• [What is being asked]: Write out every one of the following items line for line, without changing anything.

[A run of items]
:::::
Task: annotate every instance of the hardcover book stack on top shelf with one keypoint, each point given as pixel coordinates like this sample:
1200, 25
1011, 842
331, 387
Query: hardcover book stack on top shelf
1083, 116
:::::
• [Complete output]:
Task: annotate every instance of the hardcover book stack on top shelf with one keypoint, each point given as pixel coordinates like this sample:
1200, 25
1011, 842
331, 387
Query: hardcover book stack on top shelf
1083, 116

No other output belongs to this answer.